## Exercise
Could you copy each line of the listing below that has the word "congregation"?

[Information shown — start]

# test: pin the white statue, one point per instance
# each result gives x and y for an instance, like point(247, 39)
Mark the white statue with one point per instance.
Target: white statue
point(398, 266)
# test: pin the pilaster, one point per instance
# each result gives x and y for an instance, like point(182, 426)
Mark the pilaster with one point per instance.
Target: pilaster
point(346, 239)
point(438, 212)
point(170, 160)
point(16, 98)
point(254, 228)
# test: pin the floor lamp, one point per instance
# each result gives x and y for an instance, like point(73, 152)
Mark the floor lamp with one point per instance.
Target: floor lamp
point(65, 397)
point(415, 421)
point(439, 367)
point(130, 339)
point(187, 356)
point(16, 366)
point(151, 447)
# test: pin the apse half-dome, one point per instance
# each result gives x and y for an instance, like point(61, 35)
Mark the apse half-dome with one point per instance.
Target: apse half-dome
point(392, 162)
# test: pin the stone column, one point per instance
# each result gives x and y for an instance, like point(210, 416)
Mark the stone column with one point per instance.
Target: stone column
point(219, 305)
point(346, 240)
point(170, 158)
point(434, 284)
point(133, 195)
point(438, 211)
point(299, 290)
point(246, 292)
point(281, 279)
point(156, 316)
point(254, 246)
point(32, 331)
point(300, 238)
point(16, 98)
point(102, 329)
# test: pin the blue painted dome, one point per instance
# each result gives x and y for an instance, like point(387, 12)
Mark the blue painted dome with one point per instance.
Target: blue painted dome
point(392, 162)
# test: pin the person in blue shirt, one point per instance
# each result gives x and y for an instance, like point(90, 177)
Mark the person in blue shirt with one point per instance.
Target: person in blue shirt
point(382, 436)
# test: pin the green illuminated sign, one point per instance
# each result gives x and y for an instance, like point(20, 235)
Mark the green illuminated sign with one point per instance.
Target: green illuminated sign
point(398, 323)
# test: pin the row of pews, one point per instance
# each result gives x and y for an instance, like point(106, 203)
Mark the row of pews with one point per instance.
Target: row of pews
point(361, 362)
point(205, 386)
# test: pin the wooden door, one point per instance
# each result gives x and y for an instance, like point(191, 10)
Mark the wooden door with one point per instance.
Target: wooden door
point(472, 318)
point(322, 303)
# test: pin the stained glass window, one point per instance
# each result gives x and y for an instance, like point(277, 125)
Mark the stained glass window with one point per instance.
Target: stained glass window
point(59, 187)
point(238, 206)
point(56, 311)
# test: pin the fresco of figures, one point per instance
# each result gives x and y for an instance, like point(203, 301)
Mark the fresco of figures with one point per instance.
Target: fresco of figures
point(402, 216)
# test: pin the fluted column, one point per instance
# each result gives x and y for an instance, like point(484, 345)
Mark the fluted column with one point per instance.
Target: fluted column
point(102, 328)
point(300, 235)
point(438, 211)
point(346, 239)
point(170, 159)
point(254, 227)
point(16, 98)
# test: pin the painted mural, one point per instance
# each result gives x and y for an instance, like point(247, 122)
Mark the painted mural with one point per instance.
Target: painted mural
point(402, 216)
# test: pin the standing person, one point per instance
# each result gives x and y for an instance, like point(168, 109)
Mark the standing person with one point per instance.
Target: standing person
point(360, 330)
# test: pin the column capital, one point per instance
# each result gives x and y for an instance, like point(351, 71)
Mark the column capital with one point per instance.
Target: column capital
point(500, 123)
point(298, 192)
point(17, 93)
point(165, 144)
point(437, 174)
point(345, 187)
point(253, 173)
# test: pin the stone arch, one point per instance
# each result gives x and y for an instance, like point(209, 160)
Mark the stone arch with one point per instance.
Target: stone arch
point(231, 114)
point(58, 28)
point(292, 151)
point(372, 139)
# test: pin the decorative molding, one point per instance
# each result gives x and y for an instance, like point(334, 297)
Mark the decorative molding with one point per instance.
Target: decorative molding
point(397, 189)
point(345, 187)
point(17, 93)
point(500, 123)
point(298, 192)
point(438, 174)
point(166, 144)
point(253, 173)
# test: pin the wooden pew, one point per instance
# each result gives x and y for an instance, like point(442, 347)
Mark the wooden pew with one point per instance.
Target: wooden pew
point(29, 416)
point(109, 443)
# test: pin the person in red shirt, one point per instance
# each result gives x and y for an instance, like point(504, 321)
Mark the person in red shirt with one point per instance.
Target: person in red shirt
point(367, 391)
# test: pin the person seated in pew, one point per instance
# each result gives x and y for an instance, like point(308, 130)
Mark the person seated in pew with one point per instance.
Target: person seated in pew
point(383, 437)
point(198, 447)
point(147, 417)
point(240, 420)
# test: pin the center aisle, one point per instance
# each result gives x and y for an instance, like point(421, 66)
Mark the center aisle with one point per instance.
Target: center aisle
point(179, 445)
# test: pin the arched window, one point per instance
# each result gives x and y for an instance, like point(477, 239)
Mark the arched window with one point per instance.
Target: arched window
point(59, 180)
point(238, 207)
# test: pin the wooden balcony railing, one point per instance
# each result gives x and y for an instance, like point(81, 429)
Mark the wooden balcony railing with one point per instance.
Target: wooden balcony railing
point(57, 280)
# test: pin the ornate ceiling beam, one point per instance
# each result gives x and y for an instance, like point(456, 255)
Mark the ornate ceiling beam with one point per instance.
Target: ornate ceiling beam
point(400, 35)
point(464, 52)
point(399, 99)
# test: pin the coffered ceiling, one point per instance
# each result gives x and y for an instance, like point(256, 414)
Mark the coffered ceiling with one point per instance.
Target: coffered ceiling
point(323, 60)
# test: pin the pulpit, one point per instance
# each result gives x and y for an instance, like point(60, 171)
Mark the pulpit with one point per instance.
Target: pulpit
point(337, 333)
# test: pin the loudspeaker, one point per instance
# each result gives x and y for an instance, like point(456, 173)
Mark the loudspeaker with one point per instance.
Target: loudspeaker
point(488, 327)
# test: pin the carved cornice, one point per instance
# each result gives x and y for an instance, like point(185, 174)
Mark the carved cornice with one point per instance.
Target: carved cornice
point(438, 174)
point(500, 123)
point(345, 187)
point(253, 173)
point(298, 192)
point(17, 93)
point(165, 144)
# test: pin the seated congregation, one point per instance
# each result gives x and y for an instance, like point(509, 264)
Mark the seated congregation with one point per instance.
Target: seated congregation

[Information shown — finish]

## Finished exercise
# test: pin the seated congregation, one point per instance
Mark the seated congregation with one point per instance.
Target: seated congregation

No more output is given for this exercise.